#### Problem to work on:
Copy all records verbatim, images excluded.

#### Record extracts:

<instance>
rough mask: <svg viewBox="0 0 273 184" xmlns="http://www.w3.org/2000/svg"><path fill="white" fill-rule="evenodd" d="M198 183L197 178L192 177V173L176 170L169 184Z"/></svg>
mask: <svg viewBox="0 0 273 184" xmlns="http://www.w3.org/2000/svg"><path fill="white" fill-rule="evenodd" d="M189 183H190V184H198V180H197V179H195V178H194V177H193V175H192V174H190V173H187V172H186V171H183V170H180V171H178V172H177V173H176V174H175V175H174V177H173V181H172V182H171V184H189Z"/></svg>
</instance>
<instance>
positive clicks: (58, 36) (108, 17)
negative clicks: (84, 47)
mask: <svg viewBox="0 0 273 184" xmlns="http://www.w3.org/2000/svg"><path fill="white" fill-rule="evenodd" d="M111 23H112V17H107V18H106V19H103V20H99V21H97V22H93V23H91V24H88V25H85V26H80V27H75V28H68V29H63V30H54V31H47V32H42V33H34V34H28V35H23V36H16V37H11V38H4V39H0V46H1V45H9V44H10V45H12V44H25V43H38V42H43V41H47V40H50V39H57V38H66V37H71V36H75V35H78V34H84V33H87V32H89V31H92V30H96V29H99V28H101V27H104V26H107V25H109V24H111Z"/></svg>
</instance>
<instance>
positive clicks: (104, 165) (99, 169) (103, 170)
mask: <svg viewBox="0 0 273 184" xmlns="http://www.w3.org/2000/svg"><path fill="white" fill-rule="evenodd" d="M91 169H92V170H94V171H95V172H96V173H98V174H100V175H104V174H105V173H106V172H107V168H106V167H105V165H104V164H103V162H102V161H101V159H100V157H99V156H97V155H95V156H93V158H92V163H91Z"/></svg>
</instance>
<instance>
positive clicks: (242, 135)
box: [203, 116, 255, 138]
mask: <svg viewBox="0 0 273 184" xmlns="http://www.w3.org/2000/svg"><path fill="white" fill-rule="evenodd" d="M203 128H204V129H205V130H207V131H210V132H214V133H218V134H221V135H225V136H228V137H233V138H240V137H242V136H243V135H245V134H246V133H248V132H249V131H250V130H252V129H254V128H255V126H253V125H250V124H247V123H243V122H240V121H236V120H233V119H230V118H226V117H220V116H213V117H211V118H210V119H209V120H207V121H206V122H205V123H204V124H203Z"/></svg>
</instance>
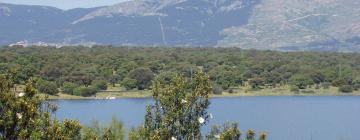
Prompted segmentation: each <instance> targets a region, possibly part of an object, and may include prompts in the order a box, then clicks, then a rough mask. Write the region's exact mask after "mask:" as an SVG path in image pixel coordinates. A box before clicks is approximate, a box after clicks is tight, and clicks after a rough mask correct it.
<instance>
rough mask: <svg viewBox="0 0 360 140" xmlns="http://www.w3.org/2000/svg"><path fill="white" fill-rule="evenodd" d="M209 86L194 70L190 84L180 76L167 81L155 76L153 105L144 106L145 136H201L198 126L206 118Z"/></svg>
mask: <svg viewBox="0 0 360 140" xmlns="http://www.w3.org/2000/svg"><path fill="white" fill-rule="evenodd" d="M211 89H212V88H211V84H210V81H209V78H208V77H207V76H206V75H205V74H204V73H203V72H197V73H196V74H195V77H194V79H193V82H192V83H188V82H186V80H185V79H184V77H182V76H180V75H176V76H174V77H173V78H172V80H171V82H170V83H168V84H166V83H165V82H164V81H161V80H160V79H158V78H157V79H156V80H155V81H154V83H153V98H154V101H155V104H154V105H150V106H148V107H147V113H146V116H145V126H144V129H145V138H152V137H160V138H161V139H171V138H176V139H200V138H201V131H200V128H201V126H203V125H205V124H206V122H207V121H208V119H209V114H208V112H207V108H208V106H209V105H210V102H209V94H210V93H211Z"/></svg>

#### Solution to the problem:
<instance>
rough mask: <svg viewBox="0 0 273 184" xmlns="http://www.w3.org/2000/svg"><path fill="white" fill-rule="evenodd" d="M198 183L197 178L192 177V173L176 170L169 184Z"/></svg>
mask: <svg viewBox="0 0 273 184" xmlns="http://www.w3.org/2000/svg"><path fill="white" fill-rule="evenodd" d="M189 183H190V184H198V180H197V179H195V178H194V177H193V175H192V174H190V173H187V172H186V171H183V170H180V171H178V172H177V173H176V174H175V175H174V177H173V181H172V182H171V184H189Z"/></svg>
</instance>
<instance>
positive clicks: (58, 36) (108, 17)
negative clicks: (84, 47)
mask: <svg viewBox="0 0 273 184" xmlns="http://www.w3.org/2000/svg"><path fill="white" fill-rule="evenodd" d="M111 23H112V17H107V18H106V19H103V20H99V21H97V22H93V23H91V24H88V25H85V26H80V27H75V28H68V29H63V30H54V31H47V32H42V33H34V34H28V35H23V36H16V37H11V38H4V39H0V46H1V45H9V44H10V45H12V44H25V43H38V42H43V41H47V40H50V39H57V38H66V37H71V36H75V35H78V34H84V33H87V32H89V31H92V30H96V29H99V28H101V27H104V26H107V25H109V24H111Z"/></svg>
</instance>
<instance>
positive clicks: (104, 165) (99, 169) (103, 170)
mask: <svg viewBox="0 0 273 184" xmlns="http://www.w3.org/2000/svg"><path fill="white" fill-rule="evenodd" d="M91 169H92V170H94V171H95V172H96V173H98V174H100V175H104V174H105V173H106V172H107V168H106V167H105V165H104V164H103V162H102V161H101V159H100V157H99V156H97V155H95V156H93V158H92V163H91Z"/></svg>
</instance>
<instance>
positive clicks: (242, 135)
box: [203, 116, 255, 138]
mask: <svg viewBox="0 0 273 184" xmlns="http://www.w3.org/2000/svg"><path fill="white" fill-rule="evenodd" d="M203 128H204V129H205V130H207V131H210V132H214V133H218V134H221V135H225V136H228V137H233V138H240V137H242V136H243V135H245V134H246V133H248V132H249V131H250V130H252V129H254V128H255V126H253V125H250V124H247V123H243V122H240V121H236V120H233V119H230V118H226V117H220V116H213V117H211V118H210V119H209V120H207V121H206V122H205V123H204V124H203Z"/></svg>
</instance>
Prompted segmentation: each <instance> targets a region, possibly part of an object, and may include prompts in the order a box, then clicks, then a rough mask. Write the region's exact mask after "mask:" as an SVG path in image pixel coordinates. A box before clicks is approximate, a box after clicks is tight, and clicks after a rough mask correct it.
<instance>
rough mask: <svg viewBox="0 0 360 140" xmlns="http://www.w3.org/2000/svg"><path fill="white" fill-rule="evenodd" d="M209 86L194 70L190 84L180 76L167 81L155 76L153 105L144 106L145 136H201L198 126L206 118Z"/></svg>
mask: <svg viewBox="0 0 360 140" xmlns="http://www.w3.org/2000/svg"><path fill="white" fill-rule="evenodd" d="M211 89H212V88H211V84H210V81H209V78H208V77H207V76H206V75H205V74H204V73H203V72H197V73H196V74H195V77H194V79H193V82H192V83H188V82H186V80H185V79H184V77H182V76H180V75H176V76H174V77H173V78H172V80H171V82H170V83H168V84H166V83H165V82H164V81H161V80H160V79H158V78H157V79H156V80H155V81H154V83H153V98H154V101H155V104H154V105H150V106H148V107H147V113H146V116H145V126H144V129H145V138H152V137H160V138H161V139H171V138H176V139H200V138H201V131H200V128H201V126H203V125H205V124H206V122H207V121H208V119H209V114H208V112H207V108H208V106H209V105H210V102H209V94H210V93H211Z"/></svg>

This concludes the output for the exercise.